— Start Source records —

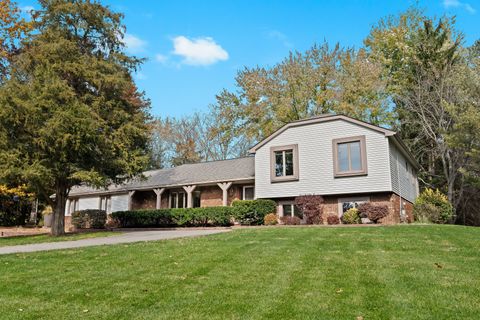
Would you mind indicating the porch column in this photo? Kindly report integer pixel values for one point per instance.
(159, 192)
(130, 195)
(67, 207)
(225, 186)
(189, 190)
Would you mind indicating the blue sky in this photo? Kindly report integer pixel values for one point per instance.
(195, 48)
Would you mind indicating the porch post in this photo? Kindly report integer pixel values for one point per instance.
(68, 207)
(189, 190)
(159, 192)
(225, 186)
(130, 195)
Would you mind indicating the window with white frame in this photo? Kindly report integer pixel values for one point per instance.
(344, 204)
(73, 205)
(106, 204)
(178, 200)
(288, 208)
(248, 193)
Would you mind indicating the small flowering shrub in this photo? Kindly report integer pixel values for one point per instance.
(333, 219)
(351, 216)
(312, 208)
(270, 219)
(289, 220)
(373, 212)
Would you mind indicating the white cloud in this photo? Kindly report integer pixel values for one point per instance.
(200, 51)
(140, 76)
(161, 58)
(134, 44)
(27, 9)
(277, 35)
(458, 4)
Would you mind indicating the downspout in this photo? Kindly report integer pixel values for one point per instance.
(399, 189)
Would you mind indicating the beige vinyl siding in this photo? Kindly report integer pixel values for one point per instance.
(88, 203)
(119, 202)
(404, 182)
(316, 168)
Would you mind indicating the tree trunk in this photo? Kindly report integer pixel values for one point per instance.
(58, 221)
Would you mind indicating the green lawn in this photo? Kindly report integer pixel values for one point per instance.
(401, 272)
(13, 241)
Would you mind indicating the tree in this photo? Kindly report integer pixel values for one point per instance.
(13, 29)
(70, 111)
(433, 82)
(318, 81)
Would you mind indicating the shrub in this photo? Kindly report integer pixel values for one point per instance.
(373, 212)
(270, 219)
(91, 218)
(289, 220)
(312, 208)
(252, 212)
(433, 206)
(15, 205)
(351, 216)
(182, 217)
(333, 219)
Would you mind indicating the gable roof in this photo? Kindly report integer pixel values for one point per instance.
(319, 119)
(196, 173)
(332, 117)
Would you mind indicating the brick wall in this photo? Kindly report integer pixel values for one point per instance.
(391, 200)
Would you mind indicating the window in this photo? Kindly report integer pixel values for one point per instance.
(248, 193)
(106, 204)
(73, 206)
(178, 200)
(349, 156)
(284, 163)
(345, 204)
(196, 199)
(290, 209)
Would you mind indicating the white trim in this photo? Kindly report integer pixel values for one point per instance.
(283, 203)
(350, 199)
(243, 193)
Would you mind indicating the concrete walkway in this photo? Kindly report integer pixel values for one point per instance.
(127, 237)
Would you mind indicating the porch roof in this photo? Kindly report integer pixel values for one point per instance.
(240, 169)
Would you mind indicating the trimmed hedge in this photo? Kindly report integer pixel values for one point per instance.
(182, 217)
(252, 212)
(91, 218)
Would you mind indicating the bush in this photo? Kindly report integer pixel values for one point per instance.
(312, 208)
(252, 212)
(373, 212)
(333, 219)
(91, 218)
(351, 216)
(433, 206)
(289, 220)
(15, 206)
(182, 217)
(270, 219)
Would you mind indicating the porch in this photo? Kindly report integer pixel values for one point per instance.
(190, 196)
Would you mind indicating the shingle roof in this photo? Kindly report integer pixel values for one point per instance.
(196, 173)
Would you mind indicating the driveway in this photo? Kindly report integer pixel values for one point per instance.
(127, 237)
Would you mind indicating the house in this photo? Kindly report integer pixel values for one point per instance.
(345, 160)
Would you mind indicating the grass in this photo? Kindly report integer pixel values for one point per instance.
(13, 241)
(399, 272)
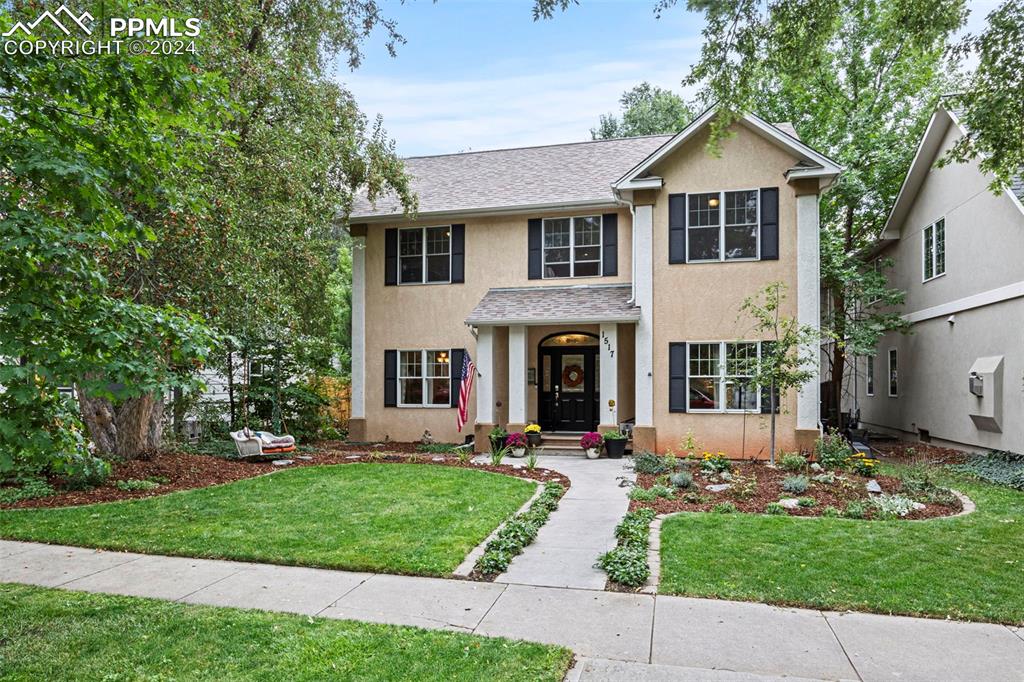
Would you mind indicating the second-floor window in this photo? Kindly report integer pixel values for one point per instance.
(425, 255)
(935, 249)
(572, 247)
(722, 225)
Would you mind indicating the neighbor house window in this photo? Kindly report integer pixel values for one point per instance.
(935, 250)
(424, 378)
(572, 247)
(893, 383)
(720, 376)
(722, 225)
(425, 255)
(869, 375)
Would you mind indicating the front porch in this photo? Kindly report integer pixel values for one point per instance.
(563, 357)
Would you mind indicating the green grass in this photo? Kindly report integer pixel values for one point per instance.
(968, 567)
(396, 518)
(56, 635)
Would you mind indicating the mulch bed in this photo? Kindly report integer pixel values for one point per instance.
(769, 488)
(186, 471)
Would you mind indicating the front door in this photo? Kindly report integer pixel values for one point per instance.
(568, 389)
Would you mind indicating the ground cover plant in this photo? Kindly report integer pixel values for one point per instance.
(964, 567)
(57, 635)
(407, 519)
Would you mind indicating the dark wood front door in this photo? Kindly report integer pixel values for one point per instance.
(568, 389)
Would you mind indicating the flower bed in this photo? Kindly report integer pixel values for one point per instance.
(756, 487)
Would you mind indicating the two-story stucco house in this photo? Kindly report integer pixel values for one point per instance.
(593, 284)
(958, 249)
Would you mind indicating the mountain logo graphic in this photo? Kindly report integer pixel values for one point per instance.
(53, 17)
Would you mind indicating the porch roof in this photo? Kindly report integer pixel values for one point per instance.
(548, 305)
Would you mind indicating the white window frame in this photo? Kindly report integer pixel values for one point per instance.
(424, 378)
(722, 379)
(893, 367)
(423, 255)
(932, 256)
(869, 376)
(571, 247)
(721, 227)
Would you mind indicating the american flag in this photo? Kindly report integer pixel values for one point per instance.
(468, 371)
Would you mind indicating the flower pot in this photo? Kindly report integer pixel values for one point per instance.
(615, 448)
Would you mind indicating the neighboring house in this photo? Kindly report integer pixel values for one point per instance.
(593, 284)
(958, 249)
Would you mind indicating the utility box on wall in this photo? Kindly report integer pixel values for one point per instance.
(985, 393)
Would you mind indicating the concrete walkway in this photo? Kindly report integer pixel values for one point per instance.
(580, 530)
(615, 636)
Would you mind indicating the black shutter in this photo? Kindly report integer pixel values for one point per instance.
(678, 385)
(767, 347)
(536, 237)
(458, 254)
(769, 223)
(390, 378)
(457, 356)
(390, 257)
(677, 228)
(609, 244)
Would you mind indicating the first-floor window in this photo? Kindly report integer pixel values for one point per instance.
(893, 383)
(424, 378)
(869, 375)
(720, 375)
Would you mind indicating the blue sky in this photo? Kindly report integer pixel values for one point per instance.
(481, 74)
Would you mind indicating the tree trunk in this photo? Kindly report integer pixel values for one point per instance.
(130, 429)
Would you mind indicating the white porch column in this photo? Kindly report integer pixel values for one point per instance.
(517, 375)
(808, 301)
(609, 375)
(644, 299)
(485, 375)
(358, 409)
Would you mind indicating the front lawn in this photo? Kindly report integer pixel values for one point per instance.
(56, 635)
(378, 517)
(965, 567)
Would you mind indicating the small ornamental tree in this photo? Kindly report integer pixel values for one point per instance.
(788, 349)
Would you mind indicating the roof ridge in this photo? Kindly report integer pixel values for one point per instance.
(537, 146)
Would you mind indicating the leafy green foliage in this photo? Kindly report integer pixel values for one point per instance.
(647, 110)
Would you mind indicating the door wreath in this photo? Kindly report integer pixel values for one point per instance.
(572, 376)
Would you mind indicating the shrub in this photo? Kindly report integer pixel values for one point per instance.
(649, 463)
(681, 479)
(796, 484)
(132, 484)
(832, 450)
(626, 565)
(856, 509)
(792, 462)
(85, 471)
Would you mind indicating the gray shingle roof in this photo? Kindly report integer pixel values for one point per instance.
(573, 173)
(581, 303)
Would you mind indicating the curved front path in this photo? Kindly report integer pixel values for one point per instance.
(580, 530)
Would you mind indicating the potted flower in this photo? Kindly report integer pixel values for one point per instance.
(497, 437)
(591, 442)
(614, 444)
(517, 443)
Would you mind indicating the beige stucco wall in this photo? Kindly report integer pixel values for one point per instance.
(700, 301)
(432, 315)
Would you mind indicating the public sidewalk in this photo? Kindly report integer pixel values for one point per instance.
(614, 635)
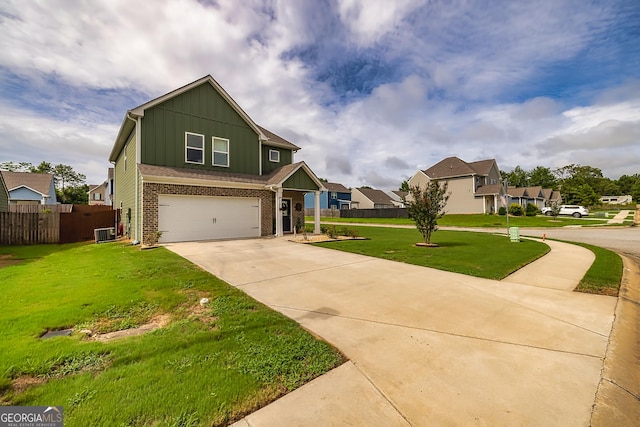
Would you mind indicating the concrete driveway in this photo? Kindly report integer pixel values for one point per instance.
(426, 347)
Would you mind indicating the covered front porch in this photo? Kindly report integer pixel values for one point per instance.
(289, 184)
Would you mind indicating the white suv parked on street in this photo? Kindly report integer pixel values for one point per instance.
(573, 210)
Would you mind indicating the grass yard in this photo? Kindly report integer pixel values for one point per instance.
(484, 221)
(475, 254)
(604, 275)
(208, 366)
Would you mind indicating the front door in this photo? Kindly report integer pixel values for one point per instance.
(286, 215)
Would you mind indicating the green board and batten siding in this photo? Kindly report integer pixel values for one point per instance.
(300, 180)
(4, 197)
(125, 185)
(204, 111)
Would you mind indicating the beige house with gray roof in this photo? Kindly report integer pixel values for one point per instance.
(474, 187)
(27, 188)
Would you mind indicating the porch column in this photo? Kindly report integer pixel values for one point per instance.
(278, 213)
(316, 212)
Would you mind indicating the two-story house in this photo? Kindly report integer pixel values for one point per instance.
(101, 194)
(336, 196)
(27, 188)
(371, 198)
(192, 165)
(474, 187)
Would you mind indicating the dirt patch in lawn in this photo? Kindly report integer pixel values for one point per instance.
(321, 238)
(157, 322)
(9, 260)
(20, 384)
(199, 310)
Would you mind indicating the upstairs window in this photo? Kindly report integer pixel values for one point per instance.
(274, 156)
(220, 152)
(194, 148)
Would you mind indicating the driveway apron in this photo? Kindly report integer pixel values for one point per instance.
(428, 347)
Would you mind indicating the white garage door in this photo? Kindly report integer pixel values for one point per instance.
(188, 218)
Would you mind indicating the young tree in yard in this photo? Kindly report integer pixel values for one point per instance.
(426, 206)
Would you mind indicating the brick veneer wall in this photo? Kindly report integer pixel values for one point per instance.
(151, 191)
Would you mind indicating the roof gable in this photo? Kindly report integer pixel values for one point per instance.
(453, 167)
(336, 187)
(128, 123)
(376, 196)
(37, 182)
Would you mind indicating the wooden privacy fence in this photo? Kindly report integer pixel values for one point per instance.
(29, 228)
(18, 228)
(374, 213)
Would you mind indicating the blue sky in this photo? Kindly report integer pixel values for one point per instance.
(372, 90)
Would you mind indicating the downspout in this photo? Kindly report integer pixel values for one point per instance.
(276, 209)
(136, 193)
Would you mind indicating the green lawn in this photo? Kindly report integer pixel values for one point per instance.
(604, 275)
(476, 254)
(485, 221)
(207, 367)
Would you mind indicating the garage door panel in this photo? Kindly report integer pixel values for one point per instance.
(190, 218)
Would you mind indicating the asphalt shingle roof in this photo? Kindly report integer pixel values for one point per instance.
(376, 196)
(453, 167)
(40, 182)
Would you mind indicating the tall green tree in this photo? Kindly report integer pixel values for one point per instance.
(543, 177)
(517, 177)
(76, 195)
(426, 206)
(65, 176)
(626, 183)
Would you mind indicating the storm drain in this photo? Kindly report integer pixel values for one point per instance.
(60, 333)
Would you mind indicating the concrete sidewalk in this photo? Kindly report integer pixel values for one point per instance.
(620, 217)
(426, 347)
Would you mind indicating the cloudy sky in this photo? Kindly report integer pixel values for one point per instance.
(372, 90)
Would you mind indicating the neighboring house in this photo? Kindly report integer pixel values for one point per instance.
(192, 165)
(398, 197)
(102, 194)
(27, 188)
(473, 187)
(535, 197)
(551, 197)
(96, 194)
(4, 196)
(616, 200)
(336, 196)
(518, 195)
(369, 198)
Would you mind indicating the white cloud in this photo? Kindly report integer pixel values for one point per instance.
(448, 91)
(25, 136)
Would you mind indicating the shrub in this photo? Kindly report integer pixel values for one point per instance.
(515, 209)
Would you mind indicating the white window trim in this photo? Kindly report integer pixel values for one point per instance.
(213, 151)
(186, 147)
(271, 152)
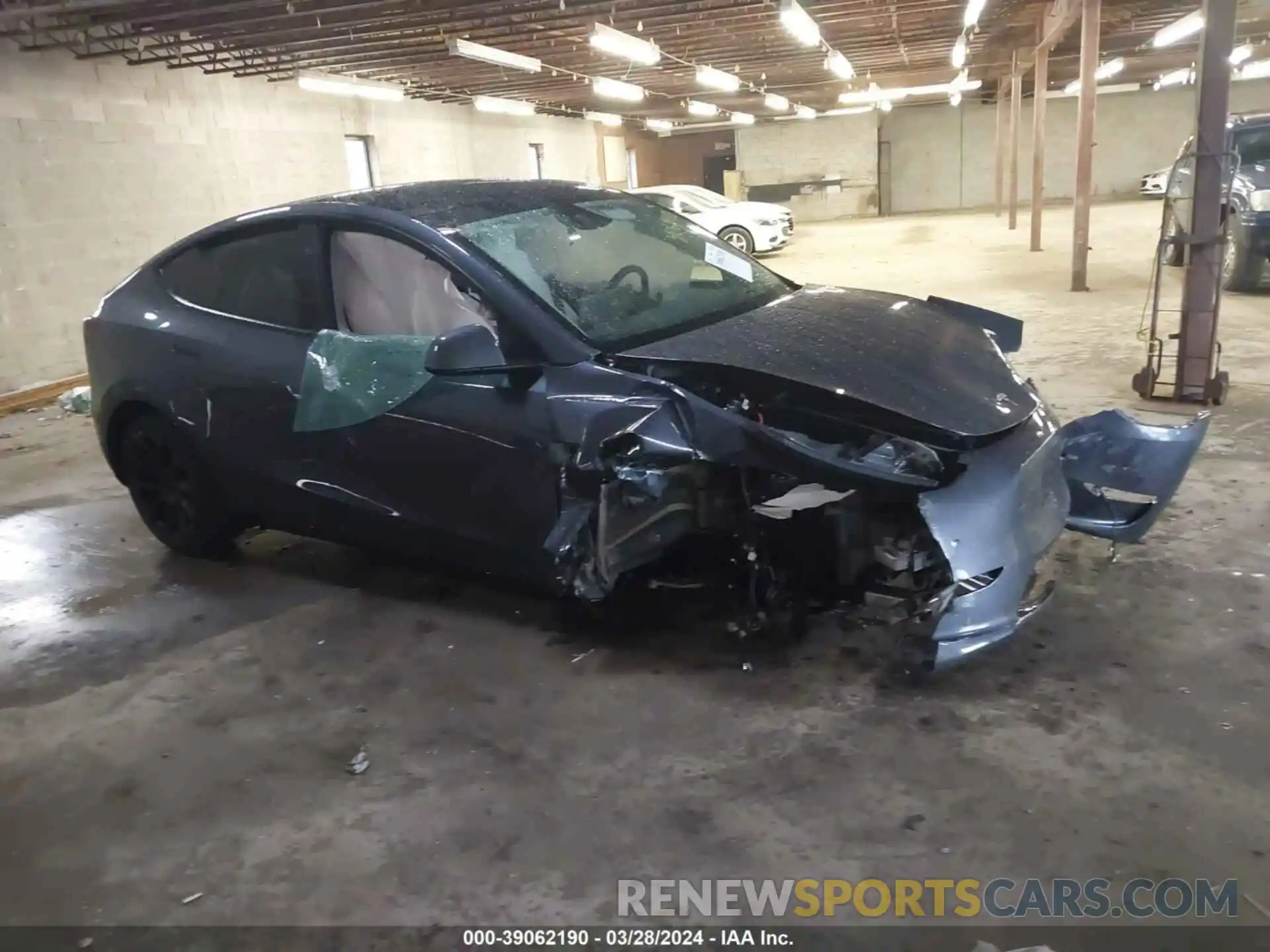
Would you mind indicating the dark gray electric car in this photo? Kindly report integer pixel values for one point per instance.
(578, 387)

— End Source records —

- _Required task_:
Render the lines of the records above as a numbered list. Begin at the line that contains "Would you mind indicating the cloudy" and continue through the last line, skipping blank lines and leaving out the pictures.

- _Solved problem_:
1. Would you mind indicating the cloudy sky in this photo? Kindly report integer pixel values for one point per instance.
2. (372, 90)
3. Would you mind indicating the neighboring house in this photo? Kindly report integer pixel values for one point per instance.
4. (192, 165)
5. (398, 197)
6. (102, 194)
7. (27, 188)
8. (473, 187)
9. (535, 197)
10. (551, 197)
11. (96, 194)
12. (4, 196)
13. (616, 200)
14. (336, 196)
15. (518, 195)
16. (369, 198)
17. Would you mind indicating the white cloud in this photo? Kindly report integer pixel values for one point per instance.
18. (448, 91)
19. (25, 136)
20. Would you mind indicating the shrub in this photo? Kindly report integer pixel values for one point per instance.
21. (515, 209)
22. Would you mind indicating the white window trim in this photo? Kindly report integer pixel values for one point per instance.
23. (213, 151)
24. (186, 147)
25. (271, 152)
26. Would you mind indicating the dark gray electric car in this photo? Kindly report integer pixel values for one point per instance.
27. (578, 387)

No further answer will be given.